→ Exercise directions
Count the lines in the material below that contain the string "gambrel", treating uppercase and lowercase as different. Reply with the number only.

→ Information provided
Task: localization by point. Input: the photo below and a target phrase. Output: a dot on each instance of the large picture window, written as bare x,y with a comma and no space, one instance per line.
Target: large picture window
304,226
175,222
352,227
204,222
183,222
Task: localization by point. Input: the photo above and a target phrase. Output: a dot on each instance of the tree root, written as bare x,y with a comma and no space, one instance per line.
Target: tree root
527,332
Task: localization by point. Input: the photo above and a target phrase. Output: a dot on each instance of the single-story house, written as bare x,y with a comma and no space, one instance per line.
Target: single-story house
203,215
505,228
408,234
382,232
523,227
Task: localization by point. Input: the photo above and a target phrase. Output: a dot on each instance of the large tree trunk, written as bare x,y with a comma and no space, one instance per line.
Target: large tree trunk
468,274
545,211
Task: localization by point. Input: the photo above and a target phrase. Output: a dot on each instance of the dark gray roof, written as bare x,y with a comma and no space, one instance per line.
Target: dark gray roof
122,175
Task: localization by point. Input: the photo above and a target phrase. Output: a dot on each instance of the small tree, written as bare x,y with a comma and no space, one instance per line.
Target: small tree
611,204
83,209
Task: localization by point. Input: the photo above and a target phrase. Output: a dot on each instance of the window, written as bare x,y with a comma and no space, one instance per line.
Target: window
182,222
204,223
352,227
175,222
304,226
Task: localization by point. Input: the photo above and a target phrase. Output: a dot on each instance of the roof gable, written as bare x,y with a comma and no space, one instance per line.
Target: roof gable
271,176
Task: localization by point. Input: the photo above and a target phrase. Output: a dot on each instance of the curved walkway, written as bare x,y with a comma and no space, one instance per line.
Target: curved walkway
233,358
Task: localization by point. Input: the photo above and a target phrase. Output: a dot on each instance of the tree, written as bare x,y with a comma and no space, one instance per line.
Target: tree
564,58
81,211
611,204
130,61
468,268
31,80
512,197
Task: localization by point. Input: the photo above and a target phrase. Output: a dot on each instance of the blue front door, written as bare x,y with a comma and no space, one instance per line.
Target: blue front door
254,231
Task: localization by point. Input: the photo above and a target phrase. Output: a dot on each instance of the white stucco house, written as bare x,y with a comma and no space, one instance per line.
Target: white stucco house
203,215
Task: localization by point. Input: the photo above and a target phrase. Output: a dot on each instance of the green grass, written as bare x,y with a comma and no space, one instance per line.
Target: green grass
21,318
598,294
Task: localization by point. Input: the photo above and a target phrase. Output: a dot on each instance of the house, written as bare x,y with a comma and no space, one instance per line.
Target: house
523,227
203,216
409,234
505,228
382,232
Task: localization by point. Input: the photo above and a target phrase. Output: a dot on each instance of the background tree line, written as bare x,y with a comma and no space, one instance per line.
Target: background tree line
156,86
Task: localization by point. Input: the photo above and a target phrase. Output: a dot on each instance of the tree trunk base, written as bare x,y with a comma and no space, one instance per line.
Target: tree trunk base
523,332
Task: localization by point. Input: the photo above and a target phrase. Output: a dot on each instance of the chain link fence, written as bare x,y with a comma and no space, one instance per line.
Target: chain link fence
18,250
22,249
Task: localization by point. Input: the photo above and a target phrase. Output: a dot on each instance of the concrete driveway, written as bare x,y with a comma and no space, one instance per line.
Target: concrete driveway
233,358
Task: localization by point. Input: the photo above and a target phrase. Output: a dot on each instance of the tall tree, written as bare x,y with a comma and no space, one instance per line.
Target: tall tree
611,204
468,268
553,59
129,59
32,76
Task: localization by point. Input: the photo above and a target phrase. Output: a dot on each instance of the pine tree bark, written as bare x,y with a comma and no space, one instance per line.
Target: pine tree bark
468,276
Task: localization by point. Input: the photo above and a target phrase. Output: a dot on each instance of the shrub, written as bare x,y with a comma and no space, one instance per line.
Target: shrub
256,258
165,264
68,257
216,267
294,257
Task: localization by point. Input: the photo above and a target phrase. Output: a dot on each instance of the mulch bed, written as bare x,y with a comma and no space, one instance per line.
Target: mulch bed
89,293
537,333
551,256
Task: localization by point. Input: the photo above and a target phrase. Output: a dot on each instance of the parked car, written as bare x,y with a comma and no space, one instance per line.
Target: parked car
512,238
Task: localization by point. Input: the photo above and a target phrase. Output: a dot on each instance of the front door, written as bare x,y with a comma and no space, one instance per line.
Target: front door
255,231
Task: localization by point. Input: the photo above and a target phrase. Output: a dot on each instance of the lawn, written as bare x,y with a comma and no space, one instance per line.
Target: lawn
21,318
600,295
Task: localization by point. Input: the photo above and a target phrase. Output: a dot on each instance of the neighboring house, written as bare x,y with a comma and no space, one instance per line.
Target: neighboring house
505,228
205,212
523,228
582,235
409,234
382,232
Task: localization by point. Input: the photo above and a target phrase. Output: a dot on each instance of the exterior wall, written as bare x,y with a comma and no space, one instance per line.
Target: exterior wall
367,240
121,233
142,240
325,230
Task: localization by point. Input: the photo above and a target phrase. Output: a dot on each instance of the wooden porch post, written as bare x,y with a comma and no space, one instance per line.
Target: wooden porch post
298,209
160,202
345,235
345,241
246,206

...

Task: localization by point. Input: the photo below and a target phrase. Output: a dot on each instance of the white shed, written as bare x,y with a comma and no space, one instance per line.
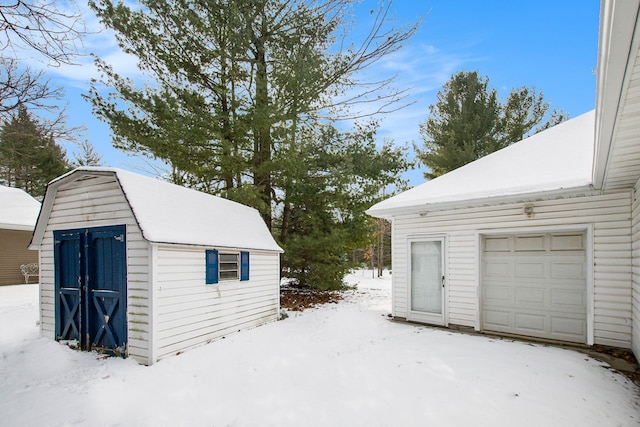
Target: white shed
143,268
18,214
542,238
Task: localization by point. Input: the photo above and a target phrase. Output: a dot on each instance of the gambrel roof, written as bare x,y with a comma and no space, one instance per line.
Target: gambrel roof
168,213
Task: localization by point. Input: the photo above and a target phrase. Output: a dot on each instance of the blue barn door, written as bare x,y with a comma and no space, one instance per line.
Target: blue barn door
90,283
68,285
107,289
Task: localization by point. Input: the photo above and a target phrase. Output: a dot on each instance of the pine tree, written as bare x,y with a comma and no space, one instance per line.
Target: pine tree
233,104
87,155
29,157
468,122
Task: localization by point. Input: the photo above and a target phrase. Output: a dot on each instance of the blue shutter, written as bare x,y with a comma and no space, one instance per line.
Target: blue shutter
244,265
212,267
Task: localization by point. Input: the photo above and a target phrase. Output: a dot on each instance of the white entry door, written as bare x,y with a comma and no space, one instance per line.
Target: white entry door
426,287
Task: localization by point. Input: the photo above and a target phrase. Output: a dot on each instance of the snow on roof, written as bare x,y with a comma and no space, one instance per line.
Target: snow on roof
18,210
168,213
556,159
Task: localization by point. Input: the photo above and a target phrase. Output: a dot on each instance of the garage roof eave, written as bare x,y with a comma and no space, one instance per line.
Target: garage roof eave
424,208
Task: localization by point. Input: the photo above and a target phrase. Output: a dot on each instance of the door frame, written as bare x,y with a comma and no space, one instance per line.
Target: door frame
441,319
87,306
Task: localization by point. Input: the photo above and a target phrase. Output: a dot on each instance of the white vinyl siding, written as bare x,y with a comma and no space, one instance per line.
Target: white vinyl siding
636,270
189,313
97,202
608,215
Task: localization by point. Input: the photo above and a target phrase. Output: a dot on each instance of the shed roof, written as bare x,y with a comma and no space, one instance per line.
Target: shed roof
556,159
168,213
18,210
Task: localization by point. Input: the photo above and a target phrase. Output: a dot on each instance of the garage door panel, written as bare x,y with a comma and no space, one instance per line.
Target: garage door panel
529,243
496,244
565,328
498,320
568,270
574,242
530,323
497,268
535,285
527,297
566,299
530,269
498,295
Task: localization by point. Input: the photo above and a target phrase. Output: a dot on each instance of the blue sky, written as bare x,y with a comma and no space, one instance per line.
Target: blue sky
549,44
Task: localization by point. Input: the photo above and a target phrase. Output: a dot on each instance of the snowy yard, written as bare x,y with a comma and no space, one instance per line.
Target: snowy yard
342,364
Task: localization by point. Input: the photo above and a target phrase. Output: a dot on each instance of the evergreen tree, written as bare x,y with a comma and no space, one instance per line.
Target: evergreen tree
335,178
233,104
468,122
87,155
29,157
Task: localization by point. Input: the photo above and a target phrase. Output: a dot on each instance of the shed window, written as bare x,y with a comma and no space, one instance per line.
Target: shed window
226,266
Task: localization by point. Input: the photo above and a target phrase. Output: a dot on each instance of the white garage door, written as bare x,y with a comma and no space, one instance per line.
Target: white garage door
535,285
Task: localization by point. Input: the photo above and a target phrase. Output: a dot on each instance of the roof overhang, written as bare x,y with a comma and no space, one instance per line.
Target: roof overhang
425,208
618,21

→ Finished exercise
2